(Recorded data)
▽

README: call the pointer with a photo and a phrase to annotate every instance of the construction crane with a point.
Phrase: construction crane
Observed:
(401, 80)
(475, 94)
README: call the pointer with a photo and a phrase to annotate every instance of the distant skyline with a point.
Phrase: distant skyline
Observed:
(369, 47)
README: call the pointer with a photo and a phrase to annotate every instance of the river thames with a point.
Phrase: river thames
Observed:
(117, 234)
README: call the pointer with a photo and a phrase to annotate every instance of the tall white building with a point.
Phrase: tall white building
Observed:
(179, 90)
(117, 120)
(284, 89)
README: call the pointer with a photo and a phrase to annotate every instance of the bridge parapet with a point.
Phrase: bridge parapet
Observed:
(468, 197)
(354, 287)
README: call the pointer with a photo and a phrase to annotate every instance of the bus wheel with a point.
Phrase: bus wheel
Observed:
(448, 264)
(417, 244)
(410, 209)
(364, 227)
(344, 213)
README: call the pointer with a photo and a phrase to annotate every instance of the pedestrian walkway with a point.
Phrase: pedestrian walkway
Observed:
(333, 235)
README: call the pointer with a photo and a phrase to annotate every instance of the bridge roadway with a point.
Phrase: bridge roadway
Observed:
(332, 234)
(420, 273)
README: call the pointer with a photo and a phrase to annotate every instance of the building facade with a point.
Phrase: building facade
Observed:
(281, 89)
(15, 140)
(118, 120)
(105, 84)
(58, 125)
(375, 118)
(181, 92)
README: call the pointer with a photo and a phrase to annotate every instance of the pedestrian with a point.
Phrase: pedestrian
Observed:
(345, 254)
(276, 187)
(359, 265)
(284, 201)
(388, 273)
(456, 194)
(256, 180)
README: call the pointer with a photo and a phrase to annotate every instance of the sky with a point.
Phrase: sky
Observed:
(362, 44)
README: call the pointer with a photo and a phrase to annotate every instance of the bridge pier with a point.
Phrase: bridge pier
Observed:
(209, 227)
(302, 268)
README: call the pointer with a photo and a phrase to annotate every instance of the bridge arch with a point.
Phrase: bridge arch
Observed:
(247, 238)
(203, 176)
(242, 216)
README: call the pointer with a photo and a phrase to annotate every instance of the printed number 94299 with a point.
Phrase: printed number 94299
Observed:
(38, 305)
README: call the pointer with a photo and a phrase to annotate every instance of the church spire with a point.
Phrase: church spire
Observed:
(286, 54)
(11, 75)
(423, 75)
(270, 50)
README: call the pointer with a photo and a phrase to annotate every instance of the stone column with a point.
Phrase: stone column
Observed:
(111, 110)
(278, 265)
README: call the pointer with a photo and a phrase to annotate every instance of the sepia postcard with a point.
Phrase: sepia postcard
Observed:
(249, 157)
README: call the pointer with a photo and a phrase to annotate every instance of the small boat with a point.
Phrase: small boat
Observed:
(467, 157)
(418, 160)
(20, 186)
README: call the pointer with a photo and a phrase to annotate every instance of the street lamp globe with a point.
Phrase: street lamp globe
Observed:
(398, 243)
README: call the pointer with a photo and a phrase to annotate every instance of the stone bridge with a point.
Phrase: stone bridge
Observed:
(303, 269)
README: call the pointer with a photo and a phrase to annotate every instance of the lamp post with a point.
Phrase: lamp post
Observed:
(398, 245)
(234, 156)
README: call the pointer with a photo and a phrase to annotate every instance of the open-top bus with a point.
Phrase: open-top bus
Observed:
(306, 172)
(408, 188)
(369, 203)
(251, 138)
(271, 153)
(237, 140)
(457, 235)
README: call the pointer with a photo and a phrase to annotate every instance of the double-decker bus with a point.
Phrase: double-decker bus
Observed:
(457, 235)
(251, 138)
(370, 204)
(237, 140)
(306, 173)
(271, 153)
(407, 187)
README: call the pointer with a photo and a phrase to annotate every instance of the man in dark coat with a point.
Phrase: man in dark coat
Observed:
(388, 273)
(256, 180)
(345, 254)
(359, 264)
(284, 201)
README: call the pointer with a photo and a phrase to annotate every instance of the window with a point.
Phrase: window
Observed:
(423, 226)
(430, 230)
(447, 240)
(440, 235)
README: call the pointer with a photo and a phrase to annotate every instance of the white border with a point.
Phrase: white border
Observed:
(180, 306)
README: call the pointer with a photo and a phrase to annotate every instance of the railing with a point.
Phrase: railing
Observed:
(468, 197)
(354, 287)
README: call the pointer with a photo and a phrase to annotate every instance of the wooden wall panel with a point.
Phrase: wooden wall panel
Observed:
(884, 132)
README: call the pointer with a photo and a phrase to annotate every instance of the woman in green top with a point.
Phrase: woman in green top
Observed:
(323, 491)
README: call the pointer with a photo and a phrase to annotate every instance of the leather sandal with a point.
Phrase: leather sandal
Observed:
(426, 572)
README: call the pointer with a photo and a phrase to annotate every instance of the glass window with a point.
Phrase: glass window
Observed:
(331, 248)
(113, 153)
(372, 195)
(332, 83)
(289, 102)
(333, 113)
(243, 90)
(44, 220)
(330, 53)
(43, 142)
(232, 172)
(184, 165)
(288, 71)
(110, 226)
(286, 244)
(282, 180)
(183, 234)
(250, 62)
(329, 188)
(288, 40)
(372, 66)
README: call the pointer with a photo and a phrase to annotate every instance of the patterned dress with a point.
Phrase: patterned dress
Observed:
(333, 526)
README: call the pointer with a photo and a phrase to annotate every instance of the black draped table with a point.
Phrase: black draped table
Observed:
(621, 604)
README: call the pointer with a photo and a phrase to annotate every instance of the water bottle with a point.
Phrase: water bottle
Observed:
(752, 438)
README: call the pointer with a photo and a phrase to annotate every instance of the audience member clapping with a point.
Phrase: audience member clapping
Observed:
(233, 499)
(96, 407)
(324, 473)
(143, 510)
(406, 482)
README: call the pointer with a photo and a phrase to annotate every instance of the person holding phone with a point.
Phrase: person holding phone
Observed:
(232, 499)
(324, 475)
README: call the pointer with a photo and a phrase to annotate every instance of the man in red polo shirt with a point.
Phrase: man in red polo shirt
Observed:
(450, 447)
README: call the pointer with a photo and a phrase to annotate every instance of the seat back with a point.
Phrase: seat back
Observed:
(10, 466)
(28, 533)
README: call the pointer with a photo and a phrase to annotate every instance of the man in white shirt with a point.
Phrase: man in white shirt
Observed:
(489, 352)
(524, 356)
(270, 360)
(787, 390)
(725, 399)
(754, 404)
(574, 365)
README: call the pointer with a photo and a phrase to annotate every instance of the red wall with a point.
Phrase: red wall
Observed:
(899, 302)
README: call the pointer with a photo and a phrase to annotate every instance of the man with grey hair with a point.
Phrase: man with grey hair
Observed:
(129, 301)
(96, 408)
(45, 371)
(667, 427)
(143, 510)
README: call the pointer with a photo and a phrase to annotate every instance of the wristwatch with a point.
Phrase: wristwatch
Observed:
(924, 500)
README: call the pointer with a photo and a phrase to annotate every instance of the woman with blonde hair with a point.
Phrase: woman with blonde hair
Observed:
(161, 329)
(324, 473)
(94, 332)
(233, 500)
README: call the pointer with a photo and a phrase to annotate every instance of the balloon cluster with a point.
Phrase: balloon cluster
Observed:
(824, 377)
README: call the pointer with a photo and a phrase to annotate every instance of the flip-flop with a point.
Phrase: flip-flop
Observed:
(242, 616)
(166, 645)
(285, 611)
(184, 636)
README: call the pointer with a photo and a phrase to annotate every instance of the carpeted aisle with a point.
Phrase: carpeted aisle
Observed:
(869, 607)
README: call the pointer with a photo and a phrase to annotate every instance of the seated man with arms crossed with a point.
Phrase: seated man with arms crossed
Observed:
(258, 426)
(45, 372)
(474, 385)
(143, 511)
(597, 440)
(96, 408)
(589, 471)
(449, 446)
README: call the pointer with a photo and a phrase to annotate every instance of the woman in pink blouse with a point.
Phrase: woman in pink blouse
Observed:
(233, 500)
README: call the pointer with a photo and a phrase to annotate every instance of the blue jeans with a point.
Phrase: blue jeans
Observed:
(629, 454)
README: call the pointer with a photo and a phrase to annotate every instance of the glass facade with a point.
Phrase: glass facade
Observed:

△

Task for the records above: copy every line in which the word "green" occurs.

README: call the pointer with a photo and a phrase to annotate every instance of the woman in green top with a point.
Phrase: woman in green top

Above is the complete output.